• Task to complete
Omit every picture, then give all the entries again exactly.

• Source data
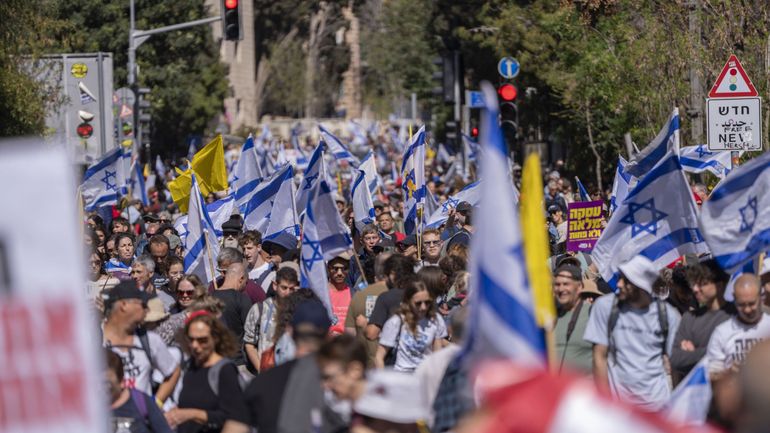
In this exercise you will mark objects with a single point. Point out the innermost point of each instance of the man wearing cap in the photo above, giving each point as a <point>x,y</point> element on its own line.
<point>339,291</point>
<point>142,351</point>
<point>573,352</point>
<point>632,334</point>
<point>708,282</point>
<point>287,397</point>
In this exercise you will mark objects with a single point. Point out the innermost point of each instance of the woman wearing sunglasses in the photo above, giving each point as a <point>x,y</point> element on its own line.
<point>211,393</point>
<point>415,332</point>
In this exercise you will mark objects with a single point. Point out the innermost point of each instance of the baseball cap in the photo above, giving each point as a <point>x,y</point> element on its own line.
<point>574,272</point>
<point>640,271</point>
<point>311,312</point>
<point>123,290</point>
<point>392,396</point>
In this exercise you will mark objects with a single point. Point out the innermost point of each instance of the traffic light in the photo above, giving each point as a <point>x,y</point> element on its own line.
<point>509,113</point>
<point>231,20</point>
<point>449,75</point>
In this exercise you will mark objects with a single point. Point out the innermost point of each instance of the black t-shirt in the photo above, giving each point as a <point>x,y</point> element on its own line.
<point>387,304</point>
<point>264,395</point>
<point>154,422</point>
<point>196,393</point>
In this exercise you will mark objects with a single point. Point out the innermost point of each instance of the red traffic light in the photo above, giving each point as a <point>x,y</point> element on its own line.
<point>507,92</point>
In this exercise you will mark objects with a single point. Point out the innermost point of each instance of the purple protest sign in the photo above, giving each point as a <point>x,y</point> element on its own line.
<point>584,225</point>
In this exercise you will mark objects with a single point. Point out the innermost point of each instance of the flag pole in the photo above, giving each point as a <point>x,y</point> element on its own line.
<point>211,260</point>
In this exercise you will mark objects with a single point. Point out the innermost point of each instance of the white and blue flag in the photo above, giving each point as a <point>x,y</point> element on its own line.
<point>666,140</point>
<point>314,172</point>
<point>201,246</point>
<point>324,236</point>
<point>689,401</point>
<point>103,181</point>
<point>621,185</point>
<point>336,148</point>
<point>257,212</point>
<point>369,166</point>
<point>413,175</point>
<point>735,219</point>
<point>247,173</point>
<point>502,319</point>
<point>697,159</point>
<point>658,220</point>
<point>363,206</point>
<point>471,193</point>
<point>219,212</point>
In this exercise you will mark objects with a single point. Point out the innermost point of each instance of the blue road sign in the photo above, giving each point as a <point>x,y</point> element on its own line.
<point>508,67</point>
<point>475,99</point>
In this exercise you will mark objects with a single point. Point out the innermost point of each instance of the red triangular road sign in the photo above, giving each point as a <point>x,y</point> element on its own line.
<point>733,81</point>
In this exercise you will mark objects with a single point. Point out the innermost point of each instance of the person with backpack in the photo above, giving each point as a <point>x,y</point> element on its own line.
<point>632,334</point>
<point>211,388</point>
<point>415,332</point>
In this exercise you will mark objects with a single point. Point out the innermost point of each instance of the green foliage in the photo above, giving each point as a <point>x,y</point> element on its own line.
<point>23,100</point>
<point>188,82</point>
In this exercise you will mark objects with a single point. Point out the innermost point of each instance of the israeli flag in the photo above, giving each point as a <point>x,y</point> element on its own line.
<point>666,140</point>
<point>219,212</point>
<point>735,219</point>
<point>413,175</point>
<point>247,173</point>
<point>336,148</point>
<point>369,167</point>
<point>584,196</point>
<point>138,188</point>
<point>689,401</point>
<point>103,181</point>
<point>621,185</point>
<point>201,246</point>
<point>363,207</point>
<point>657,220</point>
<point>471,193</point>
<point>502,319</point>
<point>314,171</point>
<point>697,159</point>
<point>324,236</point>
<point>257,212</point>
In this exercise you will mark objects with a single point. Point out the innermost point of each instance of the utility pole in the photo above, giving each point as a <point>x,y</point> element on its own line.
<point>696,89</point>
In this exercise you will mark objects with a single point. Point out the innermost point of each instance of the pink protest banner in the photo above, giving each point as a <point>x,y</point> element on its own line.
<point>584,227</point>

• Task response
In this exercise you will mark objects with a single point. Point out the innermost point of each instance of the man wearing cap in the photo above, giving each point as a <point>x,y</point> element on its own line.
<point>339,291</point>
<point>142,351</point>
<point>573,352</point>
<point>632,334</point>
<point>708,282</point>
<point>287,397</point>
In this exercise you will mark objects with a single point. Point out the innermost point of each instance of the woman wearing sunglasses in the photo above, giving each point as a <point>x,y</point> element on its own line.
<point>211,393</point>
<point>415,332</point>
In this exercise you will mark objects with a single point. Point out the innermost point of each instance of the baseball cap in the photo above, giving each point as a <point>x,y</point> element on its own line.
<point>574,272</point>
<point>640,271</point>
<point>311,312</point>
<point>123,290</point>
<point>392,396</point>
In this exercise you will mark objects with a single point. Point out the innermost point of each instance of the traffic light in the photo above, giving each point as a <point>x,y</point> element on its own line.
<point>509,113</point>
<point>231,20</point>
<point>449,75</point>
In this exercise you will mark objects with a single point. Point out the innermost point of each instance of the black t-shirt in the photo above, giving each point as a <point>x,y</point> element on its own line.
<point>387,304</point>
<point>264,395</point>
<point>154,422</point>
<point>196,393</point>
In this exercise you will mark objects with a single point. Point out the innermost point of each instance of the red traffic light in the photo above, giving each point as a <point>x,y</point> element on its own line.
<point>507,92</point>
In this exercise you will mark objects with a single point. Point out the innermost point of each instance of the purple protest sign in the photo above, giving each point as a <point>x,y</point> element on its own line.
<point>584,225</point>
In this exercise you will mark objects with a single point. Point out the innermost point of each instance of the flag pole in the photo above, giving each point as a <point>x,y</point> element on its own line.
<point>211,260</point>
In this exercise you will mark objects with a single point. Point out the innermost point of each instance of the white and blue flag in the photo above, giving each point as a <point>x,y</point> element on its own line.
<point>666,140</point>
<point>314,172</point>
<point>201,246</point>
<point>324,236</point>
<point>689,401</point>
<point>103,181</point>
<point>621,185</point>
<point>336,148</point>
<point>257,212</point>
<point>369,166</point>
<point>413,175</point>
<point>735,219</point>
<point>247,173</point>
<point>502,319</point>
<point>697,159</point>
<point>658,220</point>
<point>363,206</point>
<point>471,193</point>
<point>219,212</point>
In this exercise you will mark objects with a single point. Point out the innermost point of each instance of the blue road sign in the photo above, giving each point as a <point>x,y</point> element on its own line.
<point>508,67</point>
<point>475,99</point>
In this exercise you will mark objects with a single point. Point out the innermost point of each instance of the red triangular road sign in the photo above, giving each point as a <point>x,y</point> element on its own line.
<point>733,81</point>
In this exercise you will mark objects with a single point. Point out the innermost point of each instance of the person with backpack in the photo above, giving each point as a <point>x,y</point> element on its own line.
<point>632,334</point>
<point>211,388</point>
<point>415,332</point>
In this exercise you will mark objects with a single point. Point out the innermost point of each instance of the green foliage in the photo above, giving each point as a <point>x,y</point> element on its own line.
<point>23,100</point>
<point>188,82</point>
In this exercise you will mark objects with a single point. Point out the innermost point of each instance of the israeli flag in the photo above, giving each point as a <point>x,y</point> element on its own line.
<point>666,140</point>
<point>219,212</point>
<point>735,219</point>
<point>413,175</point>
<point>247,173</point>
<point>336,148</point>
<point>369,167</point>
<point>584,196</point>
<point>138,188</point>
<point>689,401</point>
<point>103,181</point>
<point>621,185</point>
<point>201,246</point>
<point>363,207</point>
<point>657,220</point>
<point>471,193</point>
<point>502,319</point>
<point>314,171</point>
<point>697,159</point>
<point>324,236</point>
<point>257,212</point>
In this exercise you will mark objects with a single point. Point out the innermost point of each instance of the utility pole in the photo above, giving each point as a <point>x,y</point> element on its own line.
<point>696,89</point>
In this exercise you will mark objects with a single point. Point out the innermost point of each instance of the pink protest banner in the photo above, giving each point as a <point>x,y</point> element on its own line.
<point>584,227</point>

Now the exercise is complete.